Boundary annotation records.
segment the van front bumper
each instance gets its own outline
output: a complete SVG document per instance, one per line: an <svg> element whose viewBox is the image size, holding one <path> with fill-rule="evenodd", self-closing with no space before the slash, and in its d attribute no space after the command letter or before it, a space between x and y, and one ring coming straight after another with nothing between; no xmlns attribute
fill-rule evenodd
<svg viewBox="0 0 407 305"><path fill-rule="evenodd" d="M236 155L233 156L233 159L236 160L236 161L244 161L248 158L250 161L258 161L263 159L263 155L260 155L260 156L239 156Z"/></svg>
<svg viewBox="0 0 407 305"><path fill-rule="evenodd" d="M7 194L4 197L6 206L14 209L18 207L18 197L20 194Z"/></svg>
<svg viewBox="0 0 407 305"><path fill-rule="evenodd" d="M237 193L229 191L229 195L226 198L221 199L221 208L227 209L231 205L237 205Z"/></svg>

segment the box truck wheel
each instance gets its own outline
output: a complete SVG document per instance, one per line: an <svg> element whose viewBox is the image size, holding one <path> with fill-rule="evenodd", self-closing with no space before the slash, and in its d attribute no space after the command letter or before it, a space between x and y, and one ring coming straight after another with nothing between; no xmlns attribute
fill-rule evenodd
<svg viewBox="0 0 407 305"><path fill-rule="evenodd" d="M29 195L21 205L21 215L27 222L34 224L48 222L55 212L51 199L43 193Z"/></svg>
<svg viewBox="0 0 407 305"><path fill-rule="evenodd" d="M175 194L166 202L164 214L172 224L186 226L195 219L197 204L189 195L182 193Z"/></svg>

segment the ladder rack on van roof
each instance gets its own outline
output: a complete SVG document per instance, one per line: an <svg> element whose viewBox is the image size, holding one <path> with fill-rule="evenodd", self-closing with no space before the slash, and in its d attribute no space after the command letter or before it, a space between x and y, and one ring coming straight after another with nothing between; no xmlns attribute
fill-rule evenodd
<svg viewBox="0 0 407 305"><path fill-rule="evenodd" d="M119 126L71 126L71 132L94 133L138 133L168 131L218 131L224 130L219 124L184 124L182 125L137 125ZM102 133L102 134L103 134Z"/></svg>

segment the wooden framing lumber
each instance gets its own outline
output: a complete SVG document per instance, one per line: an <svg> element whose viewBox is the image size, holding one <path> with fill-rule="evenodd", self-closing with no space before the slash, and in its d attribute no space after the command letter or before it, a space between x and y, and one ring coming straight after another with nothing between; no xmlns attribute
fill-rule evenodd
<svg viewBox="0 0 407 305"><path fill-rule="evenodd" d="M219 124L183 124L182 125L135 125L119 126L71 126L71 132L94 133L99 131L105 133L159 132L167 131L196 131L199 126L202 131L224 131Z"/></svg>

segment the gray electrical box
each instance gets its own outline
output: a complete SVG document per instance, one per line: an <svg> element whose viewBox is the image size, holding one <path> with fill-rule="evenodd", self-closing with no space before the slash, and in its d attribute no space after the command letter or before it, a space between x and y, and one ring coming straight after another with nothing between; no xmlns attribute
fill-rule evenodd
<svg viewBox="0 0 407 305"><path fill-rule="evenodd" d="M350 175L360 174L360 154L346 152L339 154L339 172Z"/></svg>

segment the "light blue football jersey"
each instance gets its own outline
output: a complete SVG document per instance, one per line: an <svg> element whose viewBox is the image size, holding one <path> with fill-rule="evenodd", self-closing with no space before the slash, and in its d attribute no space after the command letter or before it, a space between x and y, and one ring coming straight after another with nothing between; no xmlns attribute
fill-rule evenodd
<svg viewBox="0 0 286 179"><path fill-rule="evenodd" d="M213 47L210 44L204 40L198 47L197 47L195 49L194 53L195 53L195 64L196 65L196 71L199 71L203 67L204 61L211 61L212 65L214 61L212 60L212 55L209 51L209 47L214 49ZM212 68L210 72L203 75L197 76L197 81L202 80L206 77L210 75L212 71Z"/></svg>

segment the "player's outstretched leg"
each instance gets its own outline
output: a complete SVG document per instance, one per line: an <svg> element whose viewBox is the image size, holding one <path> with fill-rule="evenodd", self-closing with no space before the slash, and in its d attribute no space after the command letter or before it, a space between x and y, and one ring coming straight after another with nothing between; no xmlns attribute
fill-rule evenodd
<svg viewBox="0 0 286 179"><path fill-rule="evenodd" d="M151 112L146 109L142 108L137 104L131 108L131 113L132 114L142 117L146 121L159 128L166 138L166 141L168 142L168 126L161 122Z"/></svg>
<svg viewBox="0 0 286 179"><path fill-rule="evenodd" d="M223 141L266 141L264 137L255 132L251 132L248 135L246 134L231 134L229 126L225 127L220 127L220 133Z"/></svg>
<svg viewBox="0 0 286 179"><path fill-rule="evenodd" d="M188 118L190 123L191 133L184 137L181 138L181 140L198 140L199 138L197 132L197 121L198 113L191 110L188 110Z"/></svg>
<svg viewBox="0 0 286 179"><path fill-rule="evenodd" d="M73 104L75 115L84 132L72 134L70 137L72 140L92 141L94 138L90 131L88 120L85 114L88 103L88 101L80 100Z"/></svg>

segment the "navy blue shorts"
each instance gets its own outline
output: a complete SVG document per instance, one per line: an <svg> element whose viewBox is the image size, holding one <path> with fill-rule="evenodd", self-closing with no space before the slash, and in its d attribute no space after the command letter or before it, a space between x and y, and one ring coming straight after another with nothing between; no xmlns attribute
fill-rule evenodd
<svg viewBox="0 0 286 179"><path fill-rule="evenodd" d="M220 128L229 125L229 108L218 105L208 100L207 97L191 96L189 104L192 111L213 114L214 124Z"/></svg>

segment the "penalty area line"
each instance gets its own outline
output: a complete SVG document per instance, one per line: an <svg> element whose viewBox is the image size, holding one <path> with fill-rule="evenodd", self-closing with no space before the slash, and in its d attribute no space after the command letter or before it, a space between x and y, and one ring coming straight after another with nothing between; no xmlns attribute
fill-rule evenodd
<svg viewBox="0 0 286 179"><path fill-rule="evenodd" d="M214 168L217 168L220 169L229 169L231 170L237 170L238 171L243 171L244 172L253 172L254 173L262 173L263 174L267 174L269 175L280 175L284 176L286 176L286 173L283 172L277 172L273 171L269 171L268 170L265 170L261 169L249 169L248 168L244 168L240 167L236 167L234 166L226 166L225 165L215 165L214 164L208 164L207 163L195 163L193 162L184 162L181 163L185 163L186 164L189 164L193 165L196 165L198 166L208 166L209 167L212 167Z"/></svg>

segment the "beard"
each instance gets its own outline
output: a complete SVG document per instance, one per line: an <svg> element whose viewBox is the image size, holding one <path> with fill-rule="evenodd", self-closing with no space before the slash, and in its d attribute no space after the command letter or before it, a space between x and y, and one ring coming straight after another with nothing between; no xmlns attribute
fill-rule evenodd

WORK TO DO.
Rewrite all of the records above, replacing "outline" with "boundary" and keeping everything else unchanged.

RESULT.
segment the van front bumper
each instance gets its own boundary
output: a complete SVG document per instance, one per line: an <svg> element whose viewBox is the image size, holding one <path> with fill-rule="evenodd", self-closing with no space before the slash, and in its d attribute no space after the command letter or before it, a space between x and y, and one ring coming straight after another with nothing between; no xmlns attribute
fill-rule evenodd
<svg viewBox="0 0 407 305"><path fill-rule="evenodd" d="M236 155L233 156L233 159L236 160L236 161L244 161L248 158L250 161L258 161L263 159L263 155L260 155L260 156L239 156Z"/></svg>
<svg viewBox="0 0 407 305"><path fill-rule="evenodd" d="M7 194L4 197L6 206L14 209L18 207L18 197L20 194Z"/></svg>
<svg viewBox="0 0 407 305"><path fill-rule="evenodd" d="M237 193L229 191L229 195L226 198L221 199L221 208L227 209L231 205L237 205Z"/></svg>

segment the box truck wheel
each instance gets its own boundary
output: a complete SVG document per instance, one per line: an <svg> element whose viewBox is the image size, holding one <path> with fill-rule="evenodd", self-closing with no space before the slash, and in its d attribute no space after the command letter or before it, a space between x and y, and one ring coming straight after another with nothing between; no xmlns attribute
fill-rule evenodd
<svg viewBox="0 0 407 305"><path fill-rule="evenodd" d="M29 195L21 205L21 215L27 222L34 224L48 222L55 212L51 199L43 193Z"/></svg>
<svg viewBox="0 0 407 305"><path fill-rule="evenodd" d="M175 194L166 202L164 214L172 224L186 226L195 219L197 204L189 195L182 193Z"/></svg>

segment the ladder rack on van roof
each instance gets its own boundary
output: a complete SVG document per instance, one per line: an <svg> element whose viewBox is the image size, holding one <path> with fill-rule="evenodd", self-closing with no space before the slash, and in its d attribute no space after the command letter or before it, a space between x and y, and one ring coming straight after another with nothing between; no xmlns attribute
fill-rule evenodd
<svg viewBox="0 0 407 305"><path fill-rule="evenodd" d="M119 126L71 126L71 132L94 133L138 133L168 131L218 131L224 130L219 124L184 124L182 125L137 125ZM102 133L102 134L103 134Z"/></svg>

segment the wooden framing lumber
each instance gets its own boundary
output: a complete SVG document per instance, one per line: an <svg> element whose viewBox is the image size, holding one <path> with fill-rule="evenodd", self-closing with no space before the slash, and in its d attribute no space after the command letter or before it, a space between x and y, and one ring coming straight after another with nothing between; no xmlns attribute
fill-rule evenodd
<svg viewBox="0 0 407 305"><path fill-rule="evenodd" d="M219 124L183 124L182 125L135 125L119 126L71 126L71 132L94 133L99 131L105 133L159 132L167 131L196 131L199 126L202 131L224 131Z"/></svg>

segment the gray electrical box
each instance gets its own boundary
output: a complete SVG document per instance, one per line: an <svg> element whose viewBox is the image size, holding one <path> with fill-rule="evenodd", self-closing with no space before the slash, and in its d attribute no space after the command letter or before it, a space between x and y, and one ring coming straight after another with nothing between; no xmlns attribute
fill-rule evenodd
<svg viewBox="0 0 407 305"><path fill-rule="evenodd" d="M350 175L360 174L360 154L346 152L339 154L339 172Z"/></svg>

segment the "light blue football jersey"
each instance gets its own boundary
output: a complete SVG document per instance, one per line: an <svg> element whose viewBox is the image size, holding one <path> with fill-rule="evenodd", self-closing with no space before the slash, and in its d attribute no space after the command letter or before it, a space between x and y, and one ring coming straight after another with nothing between; no xmlns attribute
fill-rule evenodd
<svg viewBox="0 0 286 179"><path fill-rule="evenodd" d="M213 47L210 44L204 40L198 47L197 47L195 49L194 53L195 53L195 64L196 65L196 71L199 71L203 67L204 61L211 61L212 65L214 61L212 60L212 55L209 51L209 47L214 49ZM212 68L210 72L203 75L197 76L197 81L202 80L206 77L210 75L212 71Z"/></svg>

segment the "player's outstretched leg"
each instance gets its own boundary
output: a complete SVG document per instance, one per line: an <svg> element whose viewBox is the image size, holding one <path> with fill-rule="evenodd", self-closing with no space before the slash, and in its d attribute no space after the command letter or before it, a space between x and y, and one ring coming straight after another with nothing between; no xmlns attribute
fill-rule evenodd
<svg viewBox="0 0 286 179"><path fill-rule="evenodd" d="M151 112L146 109L142 108L137 104L131 108L131 113L132 114L142 117L146 121L159 128L166 138L166 141L168 142L168 126L161 122Z"/></svg>
<svg viewBox="0 0 286 179"><path fill-rule="evenodd" d="M223 141L266 141L264 137L255 132L251 132L248 135L246 134L231 134L229 126L225 127L220 127L220 133Z"/></svg>
<svg viewBox="0 0 286 179"><path fill-rule="evenodd" d="M188 118L190 123L191 133L184 137L181 138L181 140L198 140L199 138L197 132L197 121L198 113L191 110L188 110Z"/></svg>
<svg viewBox="0 0 286 179"><path fill-rule="evenodd" d="M73 104L75 115L84 132L72 134L70 137L72 140L92 141L94 138L90 131L88 120L85 114L88 103L88 101L80 100Z"/></svg>

segment the "navy blue shorts"
each instance gets its own boundary
output: a complete SVG document per instance, one per line: an <svg> element whose viewBox is the image size, holding one <path> with fill-rule="evenodd", self-closing with no space before the slash, and in its d attribute no space after the command letter or before it, a space between x and y, and one ring coming straight after another with nothing between; no xmlns attribute
fill-rule evenodd
<svg viewBox="0 0 286 179"><path fill-rule="evenodd" d="M220 128L229 125L229 108L218 105L208 100L207 97L191 96L189 104L192 111L213 114L214 124Z"/></svg>

segment the "penalty area line"
each instance gets its own boundary
output: a complete SVG document per instance, one per line: an <svg> element whose viewBox is the image size, holding one <path> with fill-rule="evenodd", self-closing with no space before the slash, and in its d attribute no space after the command letter or before it, a space between x and y, and one ring coming straight after another with nothing between; no xmlns attribute
fill-rule evenodd
<svg viewBox="0 0 286 179"><path fill-rule="evenodd" d="M214 168L217 168L220 169L229 169L231 170L237 170L238 171L243 171L244 172L253 172L254 173L262 173L263 174L267 174L269 175L280 175L284 176L286 176L286 173L283 172L277 172L273 171L269 171L268 170L265 170L261 169L249 169L248 168L244 168L240 167L236 167L234 166L226 166L225 165L215 165L214 164L208 164L207 163L195 163L193 162L184 162L181 163L185 163L186 164L189 164L193 165L196 165L198 166L208 166L209 167L212 167Z"/></svg>

segment the "beard"
each instance gets its own boundary
output: a complete SVG document per instance, one per line: an <svg> element whose viewBox is the image size, holding one <path> with fill-rule="evenodd", self-closing with no space before the slash, and in its d attribute no space after the command letter or before it, a space between x and y, and one ring coming straight after another with nothing between; no xmlns attribute
fill-rule evenodd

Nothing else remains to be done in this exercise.